## SHORT TASK
Report how many lines in the rows below contain the word "white". Give only the number.

## RECORDS SUPPLIED
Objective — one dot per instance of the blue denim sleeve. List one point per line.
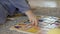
(22, 5)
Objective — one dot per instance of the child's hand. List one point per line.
(32, 18)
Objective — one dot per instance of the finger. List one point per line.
(36, 22)
(33, 22)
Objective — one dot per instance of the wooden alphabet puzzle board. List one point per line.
(45, 23)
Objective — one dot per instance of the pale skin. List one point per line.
(32, 17)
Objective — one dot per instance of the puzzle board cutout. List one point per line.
(45, 23)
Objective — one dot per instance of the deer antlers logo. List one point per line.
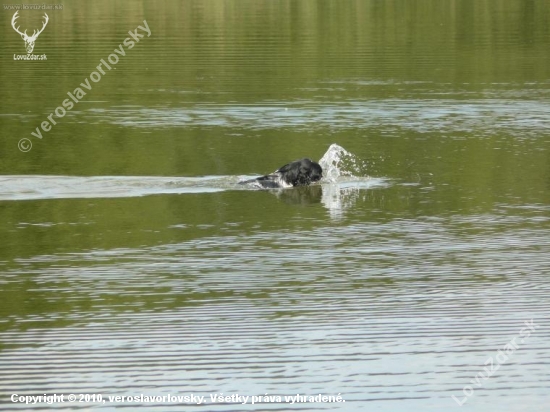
(29, 40)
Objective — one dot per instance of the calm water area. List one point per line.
(414, 277)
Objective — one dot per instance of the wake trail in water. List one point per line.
(341, 169)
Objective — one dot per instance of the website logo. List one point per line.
(29, 40)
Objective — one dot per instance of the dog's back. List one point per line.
(298, 173)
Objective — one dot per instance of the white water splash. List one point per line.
(337, 162)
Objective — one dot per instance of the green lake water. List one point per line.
(131, 261)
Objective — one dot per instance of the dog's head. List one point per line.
(301, 172)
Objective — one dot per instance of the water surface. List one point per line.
(133, 263)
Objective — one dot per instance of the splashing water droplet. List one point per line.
(337, 162)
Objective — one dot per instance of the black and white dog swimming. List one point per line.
(301, 172)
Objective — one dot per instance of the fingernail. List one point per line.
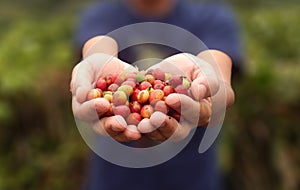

## RESULT OF THE TASK
2